Written request:
Please arrange all the lines of the items below as a Markdown table with the columns "No." and "Line," numbering each row and leaving out blank lines.

Coordinate annotation records:
»»
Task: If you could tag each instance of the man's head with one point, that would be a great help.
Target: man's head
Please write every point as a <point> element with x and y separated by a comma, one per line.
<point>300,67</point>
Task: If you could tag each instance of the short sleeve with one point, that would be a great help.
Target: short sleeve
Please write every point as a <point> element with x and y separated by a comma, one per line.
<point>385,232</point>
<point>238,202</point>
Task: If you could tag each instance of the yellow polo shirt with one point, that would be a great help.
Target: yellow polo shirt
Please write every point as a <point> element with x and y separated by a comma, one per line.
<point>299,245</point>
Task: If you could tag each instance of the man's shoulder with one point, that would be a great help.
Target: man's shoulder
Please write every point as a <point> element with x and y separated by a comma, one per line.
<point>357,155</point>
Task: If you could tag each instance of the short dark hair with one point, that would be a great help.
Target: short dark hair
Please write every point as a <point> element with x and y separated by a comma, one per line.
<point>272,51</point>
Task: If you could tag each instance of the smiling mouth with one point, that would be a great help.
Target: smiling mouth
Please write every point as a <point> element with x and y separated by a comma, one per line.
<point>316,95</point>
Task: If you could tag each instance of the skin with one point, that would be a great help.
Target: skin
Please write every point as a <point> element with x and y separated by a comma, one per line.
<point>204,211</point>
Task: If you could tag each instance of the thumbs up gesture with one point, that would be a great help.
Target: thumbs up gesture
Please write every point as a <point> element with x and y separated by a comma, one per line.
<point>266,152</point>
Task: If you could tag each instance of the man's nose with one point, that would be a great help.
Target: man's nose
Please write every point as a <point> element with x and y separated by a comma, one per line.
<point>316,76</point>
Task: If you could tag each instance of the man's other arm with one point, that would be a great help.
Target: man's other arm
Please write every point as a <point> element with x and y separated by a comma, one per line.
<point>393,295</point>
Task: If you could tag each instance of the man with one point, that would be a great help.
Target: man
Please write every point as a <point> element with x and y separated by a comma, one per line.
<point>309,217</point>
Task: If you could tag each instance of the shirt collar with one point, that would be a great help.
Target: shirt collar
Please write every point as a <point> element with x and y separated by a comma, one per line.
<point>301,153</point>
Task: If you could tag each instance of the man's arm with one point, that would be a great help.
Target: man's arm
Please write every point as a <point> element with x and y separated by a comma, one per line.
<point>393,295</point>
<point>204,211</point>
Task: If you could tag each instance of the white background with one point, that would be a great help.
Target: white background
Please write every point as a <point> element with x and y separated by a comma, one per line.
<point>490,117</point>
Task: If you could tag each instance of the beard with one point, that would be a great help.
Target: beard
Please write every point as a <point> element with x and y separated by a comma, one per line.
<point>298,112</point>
««
Solution to the problem:
| No. | Line |
|---|---|
| 1 | Task: If you could tag each instance of the man's head with one point, that would be a great help. |
| 2 | Target: man's head |
| 3 | Please write every point as a <point> element with x and y separated by a comma, one per line. |
| 4 | <point>300,67</point> |
| 5 | Task: If you could tag each instance of the short sleeve with one point, that would be a great help. |
| 6 | Target: short sleeve |
| 7 | Please write every point as a <point> element with x and y separated by a comma, one per line. |
| 8 | <point>385,232</point> |
| 9 | <point>238,202</point> |
| 10 | Task: If you could tag each instance of the yellow polo shirt with one point, that would be a great help. |
| 11 | Target: yellow polo shirt |
| 12 | Please write every point as a <point> element with x and y separated by a comma, one per line. |
| 13 | <point>299,245</point> |
| 14 | Task: If you could tag each instance of the man's shoulder with one point, that would be a great help. |
| 15 | Target: man's shoulder |
| 16 | Please write every point as a <point> element with x and y separated by a comma, one per line. |
| 17 | <point>357,155</point> |
| 18 | Task: If you could tag each instance of the short dark hair with one point, that would be a great help. |
| 19 | Target: short dark hair |
| 20 | Please write every point as a <point> element with x and y separated by a comma, one per line. |
| 21 | <point>272,51</point> |
| 22 | Task: If you could tag each instance of the smiling mouth with one point, that would be a great help. |
| 23 | Target: smiling mouth |
| 24 | Please write every point as a <point> element with x and y separated by a comma, one per line. |
| 25 | <point>316,95</point> |
| 26 | Task: If you could tag each instance of the skin with one point, that would be a great help. |
| 27 | Target: skin |
| 28 | Please write every point as a <point> element with x and y separated by a comma, one per line. |
| 29 | <point>204,211</point> |
| 30 | Task: If you could tag each instance of the thumbs up gesture with one point, that would be a great help. |
| 31 | Target: thumbs up gesture |
| 32 | Please write every point as a <point> element with x and y separated by a comma, one per line. |
| 33 | <point>266,152</point> |
| 34 | Task: If you could tag each instance of the man's nose with one point, that would be a great help. |
| 35 | Target: man's nose |
| 36 | Please write every point as a <point> element with x and y separated by a comma, one per line. |
| 37 | <point>316,76</point> |
| 38 | Task: If you could tag each instance of the man's other arm with one point, that would be a great help. |
| 39 | Target: man's other arm |
| 40 | Please write every point as a <point> element with x and y separated by a comma, one per line. |
| 41 | <point>393,295</point> |
| 42 | Task: If you could tag each instance of the man with one point, that would be a great help. |
| 43 | Target: man |
| 44 | Please write every point as a <point> element with x and y separated by a comma, one per line. |
| 45 | <point>309,217</point> |
| 46 | Task: If you could tag each instance of the shirt collar with one point, that would be a great help. |
| 47 | Target: shirt collar |
| 48 | Please write every point as a <point> element with x and y separated by a comma, one per line. |
| 49 | <point>301,153</point> |
| 50 | Task: If you could tag each instance of the man's arm with one point, that would be a great help. |
| 51 | Target: man's arm |
| 52 | Please write every point as a <point> element with x and y separated by a comma, one per line. |
| 53 | <point>393,295</point> |
| 54 | <point>204,211</point> |
| 55 | Task: If you could tag each instance of the white background with one point, that would be a great help. |
| 56 | Target: white background |
| 57 | Please write every point as a <point> element with x and y separated by a comma, one per line. |
| 58 | <point>490,117</point> |
| 59 | Task: If you could tag each instance of the beard with one point, that would be a great help. |
| 60 | Target: beard |
| 61 | Please write every point as a <point> element with x and y separated by a comma, one per line. |
| 62 | <point>298,112</point> |